*TEXT EXCERPT:*

▶

Optimizing Mutect2 runs on whole genomes?

khadi_NYGCkhadi_NYGC New York Genome CenterMember

Dear GATK,

Given the most current optimized way to run Mutect2 on whole genomes of about 40-60X coverage (~300 G) , how long can I expect it to run on one whole genome sequence? Particularly, what would be the most optimal parameters or practices that you have for generating panel of normals from Mutect2?

I am running Mutect2 on several whole genomes to generate a PON with the multi-thread option -nct 3 per BAM. As of 7 days since starting this job, the run has only completed calls on chromosomes 1 and 2 for one whole genome BAM.

I plan on restarting the run using a scatter-and-gather approach and just split a Mutect2 job on one whole genome into some number of intervals. From my search on the forums, this seems to be the consensus of how best to run Mutect2. However, I would really appreciate any other recommendations.



  • Geraldine_VdAuweraGeraldine_VdAuwera Cambridge, MAMember, Administrator, Broadie admin

    Hi Kevin, scatter-gather is indeed our method of choice for this. Note that while the implementation of MuTect2 in GATK 3.* is very slow, the development team is currently making a big push to accelerate MuTect2 in the GATK4 framework, which will be released into beta status in about a month and general release probably in late June.

◀

*MATERIAL PROVIDED:*

▶

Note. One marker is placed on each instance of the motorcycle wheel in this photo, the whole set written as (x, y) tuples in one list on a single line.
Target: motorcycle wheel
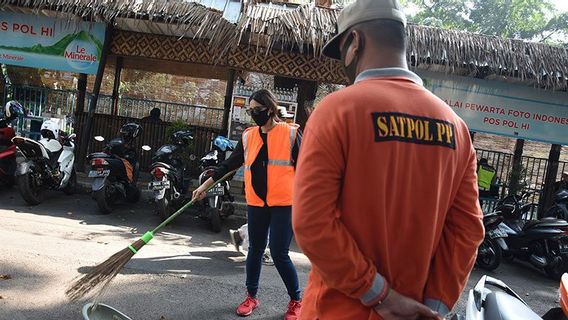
[(165, 206), (103, 201), (489, 255), (214, 219), (555, 272), (133, 194), (556, 212), (9, 182), (71, 187), (29, 189)]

◀

*TASK SET:*
1. From the Mutect2 forum thread, extract the passage starting at "khadi_NYGCkhadi_NYGC New York" and ending at "normals from Mutect2?".
2. In the Mutect2 forum thread, how far had the run progressed seven days after the job started?
3. List every span of time or point in time that the Mutect2 forum thread mentions.

*ANSWERS BY TASK:*
1.
khadi_NYGCkhadi_NYGC New York Genome CenterMember

Dear GATK,

Given the most current optimized way to run Mutect2 on whole genomes of about 40-60X coverage (~300 G) , how long can I expect it to run on one whole genome sequence? Particularly, what would be the most optimal parameters or practices that you have for generating panel of normals from Mutect2?

2. It had completed calls only on chromosomes 1 and 2 for one whole genome BAM.

3.
7 days
about a month
late June